Work to complete
Please transcribe exactly the lines from the one containing "of the dark" through the end of the records below, both included, and nothing else.

Region pointing data:

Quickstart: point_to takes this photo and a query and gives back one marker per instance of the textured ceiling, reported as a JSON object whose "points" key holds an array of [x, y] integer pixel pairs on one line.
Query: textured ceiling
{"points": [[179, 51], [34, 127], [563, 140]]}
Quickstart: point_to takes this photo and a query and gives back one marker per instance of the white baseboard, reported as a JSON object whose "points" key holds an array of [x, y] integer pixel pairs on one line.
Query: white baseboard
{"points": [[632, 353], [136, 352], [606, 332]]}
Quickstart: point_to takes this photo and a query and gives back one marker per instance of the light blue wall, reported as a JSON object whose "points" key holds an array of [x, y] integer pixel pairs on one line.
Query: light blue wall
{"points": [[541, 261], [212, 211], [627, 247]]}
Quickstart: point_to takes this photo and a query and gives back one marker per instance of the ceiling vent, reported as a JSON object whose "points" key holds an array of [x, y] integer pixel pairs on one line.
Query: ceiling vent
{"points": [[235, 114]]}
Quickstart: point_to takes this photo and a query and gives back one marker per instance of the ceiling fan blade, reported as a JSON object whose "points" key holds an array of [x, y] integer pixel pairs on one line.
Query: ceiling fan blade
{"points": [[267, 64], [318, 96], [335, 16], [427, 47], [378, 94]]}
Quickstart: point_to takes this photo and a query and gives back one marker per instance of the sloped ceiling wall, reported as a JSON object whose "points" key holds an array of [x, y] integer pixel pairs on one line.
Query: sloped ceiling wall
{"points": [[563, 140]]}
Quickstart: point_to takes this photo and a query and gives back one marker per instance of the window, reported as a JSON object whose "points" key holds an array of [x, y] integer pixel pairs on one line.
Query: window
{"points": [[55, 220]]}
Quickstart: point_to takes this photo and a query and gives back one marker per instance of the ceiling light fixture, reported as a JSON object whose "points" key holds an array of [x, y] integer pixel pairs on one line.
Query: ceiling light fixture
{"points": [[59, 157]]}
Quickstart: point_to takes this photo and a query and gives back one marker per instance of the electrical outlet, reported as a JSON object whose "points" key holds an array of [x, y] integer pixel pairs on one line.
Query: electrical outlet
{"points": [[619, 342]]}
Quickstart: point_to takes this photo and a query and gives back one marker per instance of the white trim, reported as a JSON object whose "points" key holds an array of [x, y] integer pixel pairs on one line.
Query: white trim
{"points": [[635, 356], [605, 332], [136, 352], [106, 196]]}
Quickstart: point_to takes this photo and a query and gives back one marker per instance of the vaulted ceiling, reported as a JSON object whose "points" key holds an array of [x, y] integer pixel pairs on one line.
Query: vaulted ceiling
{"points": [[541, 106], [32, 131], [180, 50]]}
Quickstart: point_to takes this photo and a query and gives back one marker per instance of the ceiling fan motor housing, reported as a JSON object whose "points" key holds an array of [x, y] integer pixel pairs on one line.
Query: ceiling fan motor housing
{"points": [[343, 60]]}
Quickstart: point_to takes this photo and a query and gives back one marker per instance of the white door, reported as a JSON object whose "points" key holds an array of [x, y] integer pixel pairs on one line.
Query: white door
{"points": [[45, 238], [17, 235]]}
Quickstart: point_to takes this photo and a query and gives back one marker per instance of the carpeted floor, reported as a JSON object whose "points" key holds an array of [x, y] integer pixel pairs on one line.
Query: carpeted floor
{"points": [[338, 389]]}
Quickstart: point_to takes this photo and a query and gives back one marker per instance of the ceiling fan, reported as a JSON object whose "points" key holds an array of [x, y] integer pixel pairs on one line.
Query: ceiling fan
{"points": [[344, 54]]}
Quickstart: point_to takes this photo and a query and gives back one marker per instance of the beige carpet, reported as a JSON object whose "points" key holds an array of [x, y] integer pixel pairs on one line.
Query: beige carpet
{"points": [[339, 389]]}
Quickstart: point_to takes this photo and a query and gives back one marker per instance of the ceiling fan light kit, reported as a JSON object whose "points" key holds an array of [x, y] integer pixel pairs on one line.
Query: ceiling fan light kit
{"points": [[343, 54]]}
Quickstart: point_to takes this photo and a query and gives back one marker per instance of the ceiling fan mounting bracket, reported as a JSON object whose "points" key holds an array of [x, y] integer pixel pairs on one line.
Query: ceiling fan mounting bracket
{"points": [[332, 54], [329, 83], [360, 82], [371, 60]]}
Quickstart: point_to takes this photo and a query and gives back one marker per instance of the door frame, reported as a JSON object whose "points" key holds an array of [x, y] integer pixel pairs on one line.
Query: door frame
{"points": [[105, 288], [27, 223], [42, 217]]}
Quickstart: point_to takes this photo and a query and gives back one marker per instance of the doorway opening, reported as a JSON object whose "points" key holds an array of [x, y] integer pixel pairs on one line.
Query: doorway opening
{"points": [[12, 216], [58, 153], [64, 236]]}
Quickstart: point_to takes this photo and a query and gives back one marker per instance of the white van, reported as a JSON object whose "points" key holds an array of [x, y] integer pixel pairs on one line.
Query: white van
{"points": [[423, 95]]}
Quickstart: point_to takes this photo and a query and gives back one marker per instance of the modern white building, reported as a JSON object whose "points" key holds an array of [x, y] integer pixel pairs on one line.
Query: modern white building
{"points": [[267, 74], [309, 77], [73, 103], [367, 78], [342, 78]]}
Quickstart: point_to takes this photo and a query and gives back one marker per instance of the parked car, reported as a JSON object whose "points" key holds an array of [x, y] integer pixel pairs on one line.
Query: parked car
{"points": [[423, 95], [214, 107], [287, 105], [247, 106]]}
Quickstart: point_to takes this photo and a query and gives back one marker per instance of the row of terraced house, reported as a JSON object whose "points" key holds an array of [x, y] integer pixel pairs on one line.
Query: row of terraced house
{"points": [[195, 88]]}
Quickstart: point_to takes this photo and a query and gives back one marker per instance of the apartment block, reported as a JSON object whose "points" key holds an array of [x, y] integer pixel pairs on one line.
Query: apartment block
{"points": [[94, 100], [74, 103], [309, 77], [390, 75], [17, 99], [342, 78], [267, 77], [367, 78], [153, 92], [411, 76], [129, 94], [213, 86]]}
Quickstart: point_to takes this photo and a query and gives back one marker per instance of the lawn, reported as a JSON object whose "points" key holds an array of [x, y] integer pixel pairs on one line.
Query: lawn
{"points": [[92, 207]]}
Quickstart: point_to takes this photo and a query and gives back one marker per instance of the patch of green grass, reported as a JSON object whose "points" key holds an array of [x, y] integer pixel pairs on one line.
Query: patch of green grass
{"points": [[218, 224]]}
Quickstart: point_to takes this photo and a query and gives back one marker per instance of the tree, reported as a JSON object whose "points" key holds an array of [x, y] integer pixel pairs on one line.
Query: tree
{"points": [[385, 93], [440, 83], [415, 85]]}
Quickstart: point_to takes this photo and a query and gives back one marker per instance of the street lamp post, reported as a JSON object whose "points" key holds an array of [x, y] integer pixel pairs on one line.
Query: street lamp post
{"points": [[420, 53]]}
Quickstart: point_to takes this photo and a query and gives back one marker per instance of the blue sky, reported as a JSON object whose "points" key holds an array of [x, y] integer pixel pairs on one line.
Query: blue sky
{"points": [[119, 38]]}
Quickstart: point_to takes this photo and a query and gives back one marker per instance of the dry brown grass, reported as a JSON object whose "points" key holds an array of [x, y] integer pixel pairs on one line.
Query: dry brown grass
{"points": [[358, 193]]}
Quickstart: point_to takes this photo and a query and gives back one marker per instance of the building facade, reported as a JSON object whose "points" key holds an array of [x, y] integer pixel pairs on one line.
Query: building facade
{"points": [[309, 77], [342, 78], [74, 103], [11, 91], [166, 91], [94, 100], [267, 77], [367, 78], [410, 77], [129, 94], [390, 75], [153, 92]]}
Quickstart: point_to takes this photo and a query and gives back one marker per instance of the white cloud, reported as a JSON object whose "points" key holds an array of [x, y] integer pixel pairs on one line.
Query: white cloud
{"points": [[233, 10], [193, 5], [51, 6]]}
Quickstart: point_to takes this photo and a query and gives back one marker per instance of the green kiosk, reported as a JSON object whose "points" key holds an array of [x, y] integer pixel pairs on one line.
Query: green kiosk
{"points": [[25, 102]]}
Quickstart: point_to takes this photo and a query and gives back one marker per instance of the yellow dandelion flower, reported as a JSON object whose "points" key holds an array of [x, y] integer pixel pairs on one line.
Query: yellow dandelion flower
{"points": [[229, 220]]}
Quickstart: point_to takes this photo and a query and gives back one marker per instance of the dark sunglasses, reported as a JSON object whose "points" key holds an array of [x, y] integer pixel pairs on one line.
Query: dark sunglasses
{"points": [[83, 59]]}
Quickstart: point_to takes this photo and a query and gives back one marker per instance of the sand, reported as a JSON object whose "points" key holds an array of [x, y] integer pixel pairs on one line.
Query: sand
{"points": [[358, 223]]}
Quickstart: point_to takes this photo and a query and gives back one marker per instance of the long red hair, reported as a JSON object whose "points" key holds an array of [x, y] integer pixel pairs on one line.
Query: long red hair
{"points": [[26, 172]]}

Reply to the task
Quickstart: point_to takes this photo and a query and gives back one marker per instance of the dark sunglasses, reported as a JSON object whose "points" key holds an array of [x, y] integer pixel pairs on one line.
Query: dark sunglasses
{"points": [[83, 59]]}
Quickstart: point_to takes this photo and a query and gives back one marker per instance of the sand, reported as a JSON object whose "points" key holds an array of [x, y] integer pixel pairs on one line.
Query: sand
{"points": [[358, 223]]}
Quickstart: point_to takes this photo and a query and gives back one marker per instance of the long red hair, reported as a JSON object whose "points" key holds an array of [x, y] integer pixel pairs on one line.
Query: long red hair
{"points": [[26, 172]]}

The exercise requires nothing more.